• EXERCISE INSTRUCTIONS: Copy out the blog post about old photos of Suzhou from 1990 word for word, from its title to its final sentence.

• EXCERPTED PASSAGE:
Suzhou as it was in 1990/ 苏州 1990年
Map
Looking through Old Photos of Suzhou
Suzhou has Changed and changed a lot in 30 years. Lockdown has at least given me time to dig out my old photos from the store room and start to play around with them. It’s also given me plenty of time to reflect on the many ways in which life has changed.
It’s well known that Madrid was particularly badly hit by Covid 19 and while the first lockdown was brutally hard on everyone, a second one seems just around the corner.
It was against this depressing background that I turned to the photos we had taken during our 1990/91 trip to China. Nearly 6 months of hard and fascinating travel, which turned me into a China freak and changed my life too.
Our First Trip to China 1990
The trip started by crossing over the Karakorum Pass into China on a clapped out traders’ bus from Pakistan and eventually leaving China from Guangzhou on the gambling ferry to Macao, which has long since ceased to exist.
Sometime in late December we found ourselves in Suzhou. I recently came across our photos from that time in and around Suzhou and on the Grand Canal. Some of these had never been posted. So here they are.
The Photos Could have been Better
I don’t want to make too many excuses about the quality of the photos; however, the camera we used was a rusty piece of crap and we also made the mistake of having them developed in China (1991). I have tried to restore them the best I can.
So how has Suzhou changed? The somewhat deteriorated photos show that Suzhou was once a real, working water town. The barges came right into the town’s central waterways. Many of Suzhou’s trading markets actually took place on sampans on the canals.
Returning to Suzhou 2005
When we returned to Suzhou in 2005, all the river traffic had been moved away from the city center to the main artery of Grand Canal, several kilometers outside of town.

• INFORMATION SUPPLIED:
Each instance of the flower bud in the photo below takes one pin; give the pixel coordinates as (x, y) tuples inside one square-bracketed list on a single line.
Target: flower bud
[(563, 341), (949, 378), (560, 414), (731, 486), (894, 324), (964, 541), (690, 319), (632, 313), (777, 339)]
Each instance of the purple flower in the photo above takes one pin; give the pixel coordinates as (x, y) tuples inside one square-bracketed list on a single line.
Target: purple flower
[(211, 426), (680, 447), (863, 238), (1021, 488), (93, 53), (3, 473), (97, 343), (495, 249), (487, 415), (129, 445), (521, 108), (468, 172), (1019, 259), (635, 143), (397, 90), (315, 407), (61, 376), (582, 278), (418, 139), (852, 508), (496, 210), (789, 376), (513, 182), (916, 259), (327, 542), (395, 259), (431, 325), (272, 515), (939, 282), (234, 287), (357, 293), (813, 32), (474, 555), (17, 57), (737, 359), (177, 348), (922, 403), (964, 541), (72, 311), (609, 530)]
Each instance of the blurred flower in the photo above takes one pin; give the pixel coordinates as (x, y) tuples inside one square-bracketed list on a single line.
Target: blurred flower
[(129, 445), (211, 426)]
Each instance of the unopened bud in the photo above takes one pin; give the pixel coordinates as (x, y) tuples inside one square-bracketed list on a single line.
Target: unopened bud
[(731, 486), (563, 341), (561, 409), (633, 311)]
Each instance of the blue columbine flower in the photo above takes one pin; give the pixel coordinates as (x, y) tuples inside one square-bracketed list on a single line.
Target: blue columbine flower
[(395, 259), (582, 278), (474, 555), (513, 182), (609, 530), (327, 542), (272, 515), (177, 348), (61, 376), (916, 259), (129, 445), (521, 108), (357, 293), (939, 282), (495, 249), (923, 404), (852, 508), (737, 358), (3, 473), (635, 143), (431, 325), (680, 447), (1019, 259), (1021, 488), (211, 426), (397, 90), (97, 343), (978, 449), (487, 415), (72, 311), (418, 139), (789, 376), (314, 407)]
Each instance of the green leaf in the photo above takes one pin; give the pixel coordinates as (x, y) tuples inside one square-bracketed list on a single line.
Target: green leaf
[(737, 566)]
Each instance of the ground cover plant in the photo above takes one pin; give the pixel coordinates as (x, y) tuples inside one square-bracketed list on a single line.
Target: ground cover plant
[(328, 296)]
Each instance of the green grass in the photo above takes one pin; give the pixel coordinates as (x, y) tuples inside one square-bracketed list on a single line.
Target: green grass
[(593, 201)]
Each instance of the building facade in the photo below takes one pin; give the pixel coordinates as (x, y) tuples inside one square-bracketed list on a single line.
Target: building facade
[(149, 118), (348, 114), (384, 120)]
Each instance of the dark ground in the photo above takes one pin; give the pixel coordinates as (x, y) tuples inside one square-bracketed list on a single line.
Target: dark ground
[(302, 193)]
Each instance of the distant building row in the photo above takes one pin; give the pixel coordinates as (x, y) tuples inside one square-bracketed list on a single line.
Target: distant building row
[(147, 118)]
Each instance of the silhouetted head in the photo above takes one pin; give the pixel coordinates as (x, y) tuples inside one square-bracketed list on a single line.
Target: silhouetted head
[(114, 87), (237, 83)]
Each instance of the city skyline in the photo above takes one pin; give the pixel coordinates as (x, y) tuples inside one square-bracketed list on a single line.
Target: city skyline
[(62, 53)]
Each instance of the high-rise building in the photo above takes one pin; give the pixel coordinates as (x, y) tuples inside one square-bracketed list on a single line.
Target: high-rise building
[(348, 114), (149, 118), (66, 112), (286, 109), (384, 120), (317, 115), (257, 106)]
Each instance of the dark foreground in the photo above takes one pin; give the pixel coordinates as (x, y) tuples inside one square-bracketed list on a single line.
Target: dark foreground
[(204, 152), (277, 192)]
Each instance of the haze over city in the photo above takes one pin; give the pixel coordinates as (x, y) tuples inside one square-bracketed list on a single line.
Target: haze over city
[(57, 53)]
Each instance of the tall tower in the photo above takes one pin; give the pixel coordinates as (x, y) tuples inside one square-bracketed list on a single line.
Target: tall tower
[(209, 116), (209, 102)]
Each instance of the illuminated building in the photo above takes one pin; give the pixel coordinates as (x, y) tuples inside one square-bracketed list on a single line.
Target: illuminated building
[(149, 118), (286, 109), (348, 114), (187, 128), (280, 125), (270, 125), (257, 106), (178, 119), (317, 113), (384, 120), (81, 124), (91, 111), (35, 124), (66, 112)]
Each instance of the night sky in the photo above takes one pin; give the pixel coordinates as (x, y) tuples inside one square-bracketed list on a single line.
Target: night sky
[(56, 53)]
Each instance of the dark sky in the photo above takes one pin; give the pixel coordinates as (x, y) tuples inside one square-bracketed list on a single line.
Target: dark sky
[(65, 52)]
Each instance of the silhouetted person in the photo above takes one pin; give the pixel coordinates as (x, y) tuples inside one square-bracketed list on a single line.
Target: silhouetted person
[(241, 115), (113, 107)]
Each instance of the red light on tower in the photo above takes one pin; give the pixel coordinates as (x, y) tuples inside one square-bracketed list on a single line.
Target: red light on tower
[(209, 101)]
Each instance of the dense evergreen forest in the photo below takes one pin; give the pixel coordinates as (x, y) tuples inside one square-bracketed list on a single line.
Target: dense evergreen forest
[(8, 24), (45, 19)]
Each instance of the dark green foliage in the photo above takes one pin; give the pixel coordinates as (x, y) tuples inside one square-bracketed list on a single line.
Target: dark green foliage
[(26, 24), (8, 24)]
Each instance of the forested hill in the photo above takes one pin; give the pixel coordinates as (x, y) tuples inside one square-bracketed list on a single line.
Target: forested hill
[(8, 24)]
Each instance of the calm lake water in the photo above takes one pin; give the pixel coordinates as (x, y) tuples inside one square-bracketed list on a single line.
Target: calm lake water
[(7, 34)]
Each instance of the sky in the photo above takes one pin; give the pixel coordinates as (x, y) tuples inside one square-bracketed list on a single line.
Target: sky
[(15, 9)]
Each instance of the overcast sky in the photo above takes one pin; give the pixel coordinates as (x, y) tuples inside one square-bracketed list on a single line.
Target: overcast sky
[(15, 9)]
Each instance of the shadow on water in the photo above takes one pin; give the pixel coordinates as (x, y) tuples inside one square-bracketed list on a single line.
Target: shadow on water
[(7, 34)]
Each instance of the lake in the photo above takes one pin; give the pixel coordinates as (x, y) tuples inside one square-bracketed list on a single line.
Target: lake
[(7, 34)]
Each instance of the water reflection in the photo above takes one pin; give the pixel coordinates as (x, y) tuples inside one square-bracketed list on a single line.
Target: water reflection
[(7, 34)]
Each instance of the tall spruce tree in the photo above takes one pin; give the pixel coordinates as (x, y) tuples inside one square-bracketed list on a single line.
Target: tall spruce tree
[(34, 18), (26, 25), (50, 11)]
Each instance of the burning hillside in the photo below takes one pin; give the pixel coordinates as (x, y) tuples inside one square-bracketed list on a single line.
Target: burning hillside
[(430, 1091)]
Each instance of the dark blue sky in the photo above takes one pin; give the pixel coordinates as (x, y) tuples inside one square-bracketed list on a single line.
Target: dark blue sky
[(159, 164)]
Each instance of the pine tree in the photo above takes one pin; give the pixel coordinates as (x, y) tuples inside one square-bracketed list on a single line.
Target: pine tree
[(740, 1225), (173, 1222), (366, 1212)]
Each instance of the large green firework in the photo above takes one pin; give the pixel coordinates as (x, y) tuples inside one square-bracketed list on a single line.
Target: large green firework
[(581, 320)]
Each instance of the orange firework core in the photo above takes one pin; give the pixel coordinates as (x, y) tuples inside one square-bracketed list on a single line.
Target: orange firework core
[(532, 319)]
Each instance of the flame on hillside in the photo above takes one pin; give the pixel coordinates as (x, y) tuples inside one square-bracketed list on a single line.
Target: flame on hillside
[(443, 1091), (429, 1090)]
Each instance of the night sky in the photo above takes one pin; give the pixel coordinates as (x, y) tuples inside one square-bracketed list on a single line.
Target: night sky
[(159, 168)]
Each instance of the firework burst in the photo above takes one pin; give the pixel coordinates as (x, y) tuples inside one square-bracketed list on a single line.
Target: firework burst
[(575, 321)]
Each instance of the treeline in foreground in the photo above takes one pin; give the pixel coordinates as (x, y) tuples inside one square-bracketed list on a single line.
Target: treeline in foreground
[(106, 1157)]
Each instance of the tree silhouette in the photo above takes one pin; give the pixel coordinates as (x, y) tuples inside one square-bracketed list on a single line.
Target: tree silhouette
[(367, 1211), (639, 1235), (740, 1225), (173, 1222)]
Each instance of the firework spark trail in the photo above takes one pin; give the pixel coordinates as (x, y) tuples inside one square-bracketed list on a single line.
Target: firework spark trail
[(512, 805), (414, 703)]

• TASK SOLUTION:
Suzhou as it was in 1990/ 苏州 1990年
Map
Looking through Old Photos of Suzhou
Suzhou has Changed and changed a lot in 30 years. Lockdown has at least given me time to dig out my old photos from the store room and start to play around with them. It’s also given me plenty of time to reflect on the many ways in which life has changed.
It’s well known that Madrid was particularly badly hit by Covid 19 and while the first lockdown was brutally hard on everyone, a second one seems just around the corner.
It was against this depressing background that I turned to the photos we had taken during our 1990/91 trip to China. Nearly 6 months of hard and fascinating travel, which turned me into a China freak and changed my life too.
Our First Trip to China 1990
The trip started by crossing over the Karakorum Pass into China on a clapped out traders’ bus from Pakistan and eventually leaving China from Guangzhou on the gambling ferry to Macao, which has long since ceased to exist.
Sometime in late December we found ourselves in Suzhou. I recently came across our photos from that time in and around Suzhou and on the Grand Canal. Some of these had never been posted. So here they are.
The Photos Could have been Better
I don’t want to make too many excuses about the quality of the photos; however, the camera we used was a rusty piece of crap and we also made the mistake of having them developed in China (1991). I have tried to restore them the best I can.
So how has Suzhou changed? The somewhat deteriorated photos show that Suzhou was once a real, working water town. The barges came right into the town’s central waterways. Many of Suzhou’s trading markets actually took place on sampans on the canals.
Returning to Suzhou 2005
When we returned to Suzhou in 2005, all the river traffic had been moved away from the city center to the main artery of Grand Canal, several kilometers outside of town.